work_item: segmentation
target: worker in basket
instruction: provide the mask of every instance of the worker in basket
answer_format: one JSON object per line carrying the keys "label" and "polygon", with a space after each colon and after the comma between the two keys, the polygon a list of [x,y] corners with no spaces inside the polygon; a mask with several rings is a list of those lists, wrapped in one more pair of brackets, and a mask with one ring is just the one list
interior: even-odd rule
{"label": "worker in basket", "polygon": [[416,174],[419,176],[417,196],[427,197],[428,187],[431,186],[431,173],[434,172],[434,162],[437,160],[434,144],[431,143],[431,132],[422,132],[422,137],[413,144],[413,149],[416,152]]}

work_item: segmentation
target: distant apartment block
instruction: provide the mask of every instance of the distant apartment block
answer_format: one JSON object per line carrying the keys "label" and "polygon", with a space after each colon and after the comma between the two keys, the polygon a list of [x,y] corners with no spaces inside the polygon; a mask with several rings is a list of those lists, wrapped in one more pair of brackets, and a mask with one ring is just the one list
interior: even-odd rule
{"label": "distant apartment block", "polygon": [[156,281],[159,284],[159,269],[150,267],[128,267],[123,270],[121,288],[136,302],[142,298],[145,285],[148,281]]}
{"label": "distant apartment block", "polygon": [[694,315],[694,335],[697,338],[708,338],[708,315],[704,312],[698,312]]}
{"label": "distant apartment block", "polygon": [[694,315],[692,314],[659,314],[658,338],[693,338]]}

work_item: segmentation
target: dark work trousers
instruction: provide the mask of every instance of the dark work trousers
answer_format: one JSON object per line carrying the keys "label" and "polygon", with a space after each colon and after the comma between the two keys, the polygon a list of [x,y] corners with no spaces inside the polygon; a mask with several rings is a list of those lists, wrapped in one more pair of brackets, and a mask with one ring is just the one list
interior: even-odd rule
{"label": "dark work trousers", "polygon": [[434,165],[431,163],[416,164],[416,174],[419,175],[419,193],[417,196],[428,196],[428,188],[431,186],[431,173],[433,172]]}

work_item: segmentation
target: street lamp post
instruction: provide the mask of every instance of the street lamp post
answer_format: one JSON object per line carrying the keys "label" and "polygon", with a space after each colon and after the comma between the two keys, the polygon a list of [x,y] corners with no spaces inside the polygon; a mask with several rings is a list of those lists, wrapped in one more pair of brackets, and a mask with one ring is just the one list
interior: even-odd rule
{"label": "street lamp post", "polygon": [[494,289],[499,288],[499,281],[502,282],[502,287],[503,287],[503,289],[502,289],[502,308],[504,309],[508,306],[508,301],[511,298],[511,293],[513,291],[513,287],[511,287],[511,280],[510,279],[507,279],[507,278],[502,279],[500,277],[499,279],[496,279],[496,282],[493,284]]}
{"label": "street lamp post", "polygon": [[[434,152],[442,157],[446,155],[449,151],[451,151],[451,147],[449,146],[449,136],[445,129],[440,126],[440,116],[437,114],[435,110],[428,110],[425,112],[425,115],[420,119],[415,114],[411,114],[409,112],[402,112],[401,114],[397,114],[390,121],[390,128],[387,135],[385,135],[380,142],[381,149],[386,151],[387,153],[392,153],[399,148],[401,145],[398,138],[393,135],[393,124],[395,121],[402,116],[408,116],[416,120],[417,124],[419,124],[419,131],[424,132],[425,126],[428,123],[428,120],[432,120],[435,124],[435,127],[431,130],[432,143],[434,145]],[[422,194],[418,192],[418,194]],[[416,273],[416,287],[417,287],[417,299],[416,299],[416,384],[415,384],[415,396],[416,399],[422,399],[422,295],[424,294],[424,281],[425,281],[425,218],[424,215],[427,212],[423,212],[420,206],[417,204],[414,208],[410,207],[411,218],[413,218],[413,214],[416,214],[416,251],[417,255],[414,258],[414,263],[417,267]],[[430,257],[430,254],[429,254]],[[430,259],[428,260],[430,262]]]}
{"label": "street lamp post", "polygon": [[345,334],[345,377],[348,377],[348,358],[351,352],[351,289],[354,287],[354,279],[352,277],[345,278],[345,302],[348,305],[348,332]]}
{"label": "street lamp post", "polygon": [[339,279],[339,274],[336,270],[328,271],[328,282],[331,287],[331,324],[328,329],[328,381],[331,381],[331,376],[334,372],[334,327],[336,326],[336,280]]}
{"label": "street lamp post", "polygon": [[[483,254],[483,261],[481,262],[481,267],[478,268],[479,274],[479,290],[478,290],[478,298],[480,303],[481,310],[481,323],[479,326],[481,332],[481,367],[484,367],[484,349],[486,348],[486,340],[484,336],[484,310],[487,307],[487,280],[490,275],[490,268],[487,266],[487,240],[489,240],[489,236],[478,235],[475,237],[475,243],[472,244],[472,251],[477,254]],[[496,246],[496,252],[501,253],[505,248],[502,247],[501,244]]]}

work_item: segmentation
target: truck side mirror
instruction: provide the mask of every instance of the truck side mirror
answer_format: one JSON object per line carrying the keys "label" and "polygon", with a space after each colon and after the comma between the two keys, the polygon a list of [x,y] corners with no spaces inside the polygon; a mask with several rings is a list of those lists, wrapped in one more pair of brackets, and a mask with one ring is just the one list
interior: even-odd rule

Exercise description
Which lines above include the word "mirror"? Pick them out and copy them.

Solution for this task
target: truck side mirror
instruction: provide the mask of every instance of the truck side mirror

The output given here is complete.